Michigan Researcher Reports on the Role of Trace Metals in the Pathogenesis of Malaria
Many parts of the world where malaria is endemic — especially developing countries — are increasingly being contaminated with toxic metals. The consequences of concurrent exposure of human populations to high levels of toxic metals (or suboptimal amounts of essential metals) and malaria parasites were addressed in a recent Strungmann Forum held in Frankfurt, Germany. Co-edited by Dr. Jerome Nriagu, an emeritus professor of environmental health sciences in the University of Michigan’s School of Public Health, and Dr. Eric Skaar from Vanderbilt University’s School of Medicine, the forum’s report provides a comprehensive assessment of the role of trace metals in the pathogenesis of malaria and other infectious diseases. This report, published in 2015 by Princeton Press, relates to an earlier study by Nriagu and his collaborators of childhood lead poisoning in Nigeria, where malaria is pandemic. Although the study reported a significant association between blood lead levels and malaria infection of children, it was not possible to define the mediating role of lead exposure in host-Plasmodium interaction with specific regards to the influence on the host tolerance or host resistance.
Michigan Team Investigates the urbanicity of Malaria Transmission in Malawi
Malaria is associated with the poorest and most underdeveloped parts of the world—so much so that a major determinant of malaria is poverty itself. Within developing countries, however, malaria transmission is heterogeneous: rural areas experience high burdens of infection and mortality while urban areas experience almost no local transmission.

##########

> [Tasks]
A - Using the malaria research extract, explain in one to three sentences why people in malaria-endemic regions face concurrent exposure to toxic metals and malaria parasites.
B - From the malaria research extract, reproduce word for word the stretch from "Michigan Team Investigates" through "no local transmission.".
The listing that comes next was taken from a different source than the malaria research extract.

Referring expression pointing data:
##########

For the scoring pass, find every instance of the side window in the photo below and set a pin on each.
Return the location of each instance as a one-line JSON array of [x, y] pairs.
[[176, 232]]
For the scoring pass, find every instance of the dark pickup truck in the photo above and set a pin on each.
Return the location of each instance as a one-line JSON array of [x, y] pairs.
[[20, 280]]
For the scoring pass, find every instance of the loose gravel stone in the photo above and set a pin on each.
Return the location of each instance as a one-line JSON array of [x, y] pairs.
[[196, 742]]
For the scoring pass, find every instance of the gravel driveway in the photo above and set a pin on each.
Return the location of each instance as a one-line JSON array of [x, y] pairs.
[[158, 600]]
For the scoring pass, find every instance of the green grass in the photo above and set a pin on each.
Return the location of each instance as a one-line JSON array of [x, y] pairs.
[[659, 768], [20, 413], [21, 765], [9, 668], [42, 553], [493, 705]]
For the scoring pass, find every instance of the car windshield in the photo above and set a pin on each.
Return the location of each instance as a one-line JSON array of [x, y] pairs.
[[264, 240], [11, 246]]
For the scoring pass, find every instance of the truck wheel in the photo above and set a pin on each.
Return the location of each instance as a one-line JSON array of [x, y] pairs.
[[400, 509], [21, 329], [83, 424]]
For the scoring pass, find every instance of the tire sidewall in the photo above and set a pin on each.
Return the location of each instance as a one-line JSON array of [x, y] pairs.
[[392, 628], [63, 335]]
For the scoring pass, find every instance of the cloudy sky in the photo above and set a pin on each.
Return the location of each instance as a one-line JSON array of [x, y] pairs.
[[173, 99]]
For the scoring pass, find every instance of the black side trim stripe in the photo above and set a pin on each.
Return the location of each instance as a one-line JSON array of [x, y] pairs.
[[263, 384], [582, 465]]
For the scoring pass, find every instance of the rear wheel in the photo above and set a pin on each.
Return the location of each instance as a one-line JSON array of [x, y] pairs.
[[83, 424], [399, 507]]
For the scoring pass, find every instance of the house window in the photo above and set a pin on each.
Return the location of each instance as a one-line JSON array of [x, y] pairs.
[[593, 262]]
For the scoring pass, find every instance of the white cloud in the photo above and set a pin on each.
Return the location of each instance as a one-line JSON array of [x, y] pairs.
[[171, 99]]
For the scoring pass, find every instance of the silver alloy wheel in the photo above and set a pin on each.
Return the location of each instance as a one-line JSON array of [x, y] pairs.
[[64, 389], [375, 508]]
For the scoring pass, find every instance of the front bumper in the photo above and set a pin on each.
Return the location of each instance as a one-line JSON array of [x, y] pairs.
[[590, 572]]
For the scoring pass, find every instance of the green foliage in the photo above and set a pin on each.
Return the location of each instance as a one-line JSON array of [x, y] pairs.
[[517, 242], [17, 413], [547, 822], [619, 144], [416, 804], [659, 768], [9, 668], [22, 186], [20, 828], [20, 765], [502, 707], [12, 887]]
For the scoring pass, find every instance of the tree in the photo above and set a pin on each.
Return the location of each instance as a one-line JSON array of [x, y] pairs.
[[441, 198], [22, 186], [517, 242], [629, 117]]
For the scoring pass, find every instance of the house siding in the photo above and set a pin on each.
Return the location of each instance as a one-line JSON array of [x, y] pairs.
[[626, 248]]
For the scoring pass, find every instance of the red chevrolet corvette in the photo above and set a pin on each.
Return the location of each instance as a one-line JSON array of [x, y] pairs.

##########

> [Expected outputs]
A - Many parts of the world where malaria is endemic, especially developing countries, are increasingly being contaminated with toxic metals. As a result, the people living there may be exposed to high levels of toxic metals at the same time as they are exposed to malaria parasites.

B -
Michigan Team Investigates the urbanicity of Malaria Transmission in Malawi
Malaria is associated with the poorest and most underdeveloped parts of the world—so much so that a major determinant of malaria is poverty itself. Within developing countries, however, malaria transmission is heterogeneous: rural areas experience high burdens of infection and mortality while urban areas experience almost no local transmission.